WHAT IS ASKED:
Return every row below verbatim and in its original order.

▼

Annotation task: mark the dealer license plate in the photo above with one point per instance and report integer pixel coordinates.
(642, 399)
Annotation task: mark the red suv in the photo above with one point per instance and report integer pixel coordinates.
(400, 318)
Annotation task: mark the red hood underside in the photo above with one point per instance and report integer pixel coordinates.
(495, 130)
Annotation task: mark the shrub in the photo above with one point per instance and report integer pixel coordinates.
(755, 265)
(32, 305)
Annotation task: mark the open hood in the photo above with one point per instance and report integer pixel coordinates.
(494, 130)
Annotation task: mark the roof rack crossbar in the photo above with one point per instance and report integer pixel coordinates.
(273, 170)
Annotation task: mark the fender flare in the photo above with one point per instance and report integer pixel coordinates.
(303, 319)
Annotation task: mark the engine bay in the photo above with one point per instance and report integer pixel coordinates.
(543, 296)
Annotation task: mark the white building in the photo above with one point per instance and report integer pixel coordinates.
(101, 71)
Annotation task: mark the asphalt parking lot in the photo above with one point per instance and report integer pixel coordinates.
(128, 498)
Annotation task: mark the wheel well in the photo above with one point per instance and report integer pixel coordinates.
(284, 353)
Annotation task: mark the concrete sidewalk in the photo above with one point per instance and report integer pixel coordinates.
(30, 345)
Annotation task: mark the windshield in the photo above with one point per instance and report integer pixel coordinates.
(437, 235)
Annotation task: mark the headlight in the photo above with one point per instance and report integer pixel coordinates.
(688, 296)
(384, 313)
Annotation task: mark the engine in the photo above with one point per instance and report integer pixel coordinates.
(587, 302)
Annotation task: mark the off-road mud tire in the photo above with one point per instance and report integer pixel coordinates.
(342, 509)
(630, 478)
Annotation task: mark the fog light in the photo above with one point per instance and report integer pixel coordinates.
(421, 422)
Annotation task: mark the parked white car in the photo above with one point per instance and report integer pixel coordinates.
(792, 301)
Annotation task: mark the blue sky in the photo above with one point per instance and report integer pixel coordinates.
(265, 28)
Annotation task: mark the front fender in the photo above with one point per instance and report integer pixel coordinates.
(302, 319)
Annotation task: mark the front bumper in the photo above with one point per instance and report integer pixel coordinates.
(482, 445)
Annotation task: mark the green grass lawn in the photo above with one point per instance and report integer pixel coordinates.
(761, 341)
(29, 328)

▲

RESPONSE TO THE TASK:
Annotation task: mark the dealer license plate in the photo above with one point per instance and report integer pixel coordinates.
(642, 399)
Annotation task: mark the red suv in the photo above with one point per instance and report integer pixel coordinates.
(400, 318)
Annotation task: mark the red hood underside in the photo above with one point per instance and report integer pixel coordinates.
(495, 130)
Annotation task: mark the shrub in the photo above with one point per instance and report integer pixel coordinates.
(755, 265)
(32, 305)
Annotation task: mark the open hood in the photo above with one point per instance and report integer pixel coordinates.
(494, 130)
Annotation task: mark the roof rack crossbar in the photo above with one point per instance and report integer pixel coordinates.
(273, 170)
Annotation task: mark the fender flare in the photo above with one point per instance and report integer pixel coordinates.
(303, 319)
Annotation task: mark the engine bay in the photo above with one point per instance and report integer pixel coordinates.
(543, 296)
Annotation task: mark the white building in the photo above with one point per instance and report integer pixel coordinates.
(101, 71)
Annotation task: mark the asphalt parking lot in the photo above with one point per instance and report integer pixel coordinates.
(128, 498)
Annotation task: mark the wheel well in the photo above with one point per instance and report integer pixel coordinates.
(284, 353)
Annotation task: mark the concrete sidewalk in the photo above with one point per instance and report integer pixel coordinates.
(30, 345)
Annotation task: mark the windshield in the photo above with one point per instance and report integer pixel coordinates.
(437, 235)
Annotation task: mark the headlight in the photo above with one point per instance and report integer pixel coordinates.
(688, 296)
(384, 313)
Annotation task: mark the engine in the photo above with one point per instance and report integer pixel coordinates.
(587, 302)
Annotation task: mark the off-road mud tire in the photo above with one point per instance and report integer pixel coordinates.
(342, 509)
(630, 478)
Annotation task: mark the fog light in the photo above with one point per instance and report integer pixel coordinates.
(421, 422)
Annotation task: mark the parked white car in the photo above with one point per instance and report integer pixel coordinates.
(792, 301)
Annotation task: mark the blue sky in the photo above with one point per instance and report integer pixel coordinates.
(265, 28)
Annotation task: mark the front fender in the photo above with one point per instance and report integer pixel coordinates.
(302, 319)
Annotation task: mark the front bumper in the photo above with one point per instance and report integer pixel coordinates.
(482, 445)
Annotation task: mark the green grass lawn in the photo above with one point per instance and report integer pixel coordinates.
(761, 341)
(29, 328)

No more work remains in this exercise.